** Begin Given records **

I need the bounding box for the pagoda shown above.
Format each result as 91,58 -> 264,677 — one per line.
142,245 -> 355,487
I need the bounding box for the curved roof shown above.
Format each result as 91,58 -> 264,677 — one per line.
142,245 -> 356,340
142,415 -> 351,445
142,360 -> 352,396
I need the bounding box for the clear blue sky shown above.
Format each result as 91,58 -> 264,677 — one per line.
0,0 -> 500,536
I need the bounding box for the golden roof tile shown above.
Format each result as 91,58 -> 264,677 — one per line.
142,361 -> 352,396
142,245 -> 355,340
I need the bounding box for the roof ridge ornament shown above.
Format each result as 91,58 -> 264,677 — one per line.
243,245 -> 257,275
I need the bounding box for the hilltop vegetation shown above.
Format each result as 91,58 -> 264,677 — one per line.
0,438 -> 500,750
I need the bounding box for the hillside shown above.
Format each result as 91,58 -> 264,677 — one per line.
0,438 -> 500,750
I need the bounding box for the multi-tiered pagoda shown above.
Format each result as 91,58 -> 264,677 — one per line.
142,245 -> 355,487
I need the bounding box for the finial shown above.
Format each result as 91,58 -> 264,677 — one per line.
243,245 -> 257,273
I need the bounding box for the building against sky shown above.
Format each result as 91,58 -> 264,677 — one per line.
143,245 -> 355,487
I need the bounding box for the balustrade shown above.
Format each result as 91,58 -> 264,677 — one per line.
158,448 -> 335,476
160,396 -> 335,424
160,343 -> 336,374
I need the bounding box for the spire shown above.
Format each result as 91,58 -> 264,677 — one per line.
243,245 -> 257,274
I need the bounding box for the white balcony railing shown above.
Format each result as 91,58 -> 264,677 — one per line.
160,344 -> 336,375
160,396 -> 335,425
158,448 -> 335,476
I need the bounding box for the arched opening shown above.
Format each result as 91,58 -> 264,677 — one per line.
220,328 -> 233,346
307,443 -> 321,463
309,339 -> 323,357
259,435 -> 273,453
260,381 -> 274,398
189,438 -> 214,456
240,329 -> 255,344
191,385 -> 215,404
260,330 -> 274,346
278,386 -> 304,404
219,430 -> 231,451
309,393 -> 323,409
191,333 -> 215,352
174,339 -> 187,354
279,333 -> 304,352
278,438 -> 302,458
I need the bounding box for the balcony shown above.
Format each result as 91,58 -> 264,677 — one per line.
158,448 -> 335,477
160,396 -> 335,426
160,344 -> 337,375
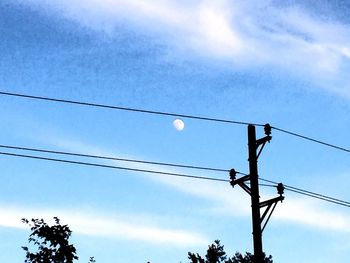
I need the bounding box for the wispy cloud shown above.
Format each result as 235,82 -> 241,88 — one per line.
0,205 -> 208,246
21,0 -> 350,97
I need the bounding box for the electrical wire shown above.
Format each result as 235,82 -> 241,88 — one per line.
0,145 -> 230,173
0,152 -> 229,182
0,145 -> 350,207
259,178 -> 350,207
271,126 -> 350,153
0,91 -> 350,153
0,91 -> 264,127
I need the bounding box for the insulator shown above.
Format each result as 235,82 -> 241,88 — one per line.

** End Given records **

* _What is being asked_
Please recast everything from the line containing "I need the bounding box for the white" down to the end of the rows as a JSON list of strings, one per line, with blank lines dropped and the pictures left out.

* _Output_
[
  "I need the bounding box for the white balcony railing shown above.",
  "Format each result as 91,58 -> 264,677 — one per line.",
  "160,344 -> 336,375",
  "160,396 -> 335,425",
  "158,448 -> 335,476",
  "I need the bounding box for the arched opening shown above.",
  "Format each result as 91,58 -> 264,677 — one per line.",
  "220,328 -> 233,346",
  "307,443 -> 321,463",
  "309,339 -> 323,357",
  "259,435 -> 273,453",
  "260,381 -> 274,398",
  "189,438 -> 214,456",
  "240,329 -> 255,344",
  "191,385 -> 215,404",
  "260,330 -> 274,346",
  "278,386 -> 304,404",
  "219,430 -> 231,451",
  "309,393 -> 323,409",
  "191,333 -> 215,352",
  "174,339 -> 187,354",
  "279,333 -> 304,352",
  "278,438 -> 302,458",
  "I need the bounding box for the balcony shown above.",
  "Format each result as 91,58 -> 264,677 — one per line.",
  "158,448 -> 335,477",
  "160,396 -> 335,426",
  "160,344 -> 337,375",
  "I need the bounding box for the wispy cloud shown above.",
  "Format each result as 235,82 -> 241,88 — one per line.",
  "0,205 -> 208,246",
  "21,0 -> 350,97",
  "I need the bounding box for the electrical wire shown above.",
  "Format each result as 235,82 -> 241,88 — one per line.",
  "0,145 -> 230,173",
  "0,152 -> 229,182",
  "0,145 -> 350,207",
  "259,178 -> 350,207",
  "271,126 -> 350,153",
  "0,91 -> 350,153",
  "0,91 -> 264,127",
  "I need the bounding box for the insulator shown above.",
  "Format each result as 235,82 -> 241,88 — one per line."
]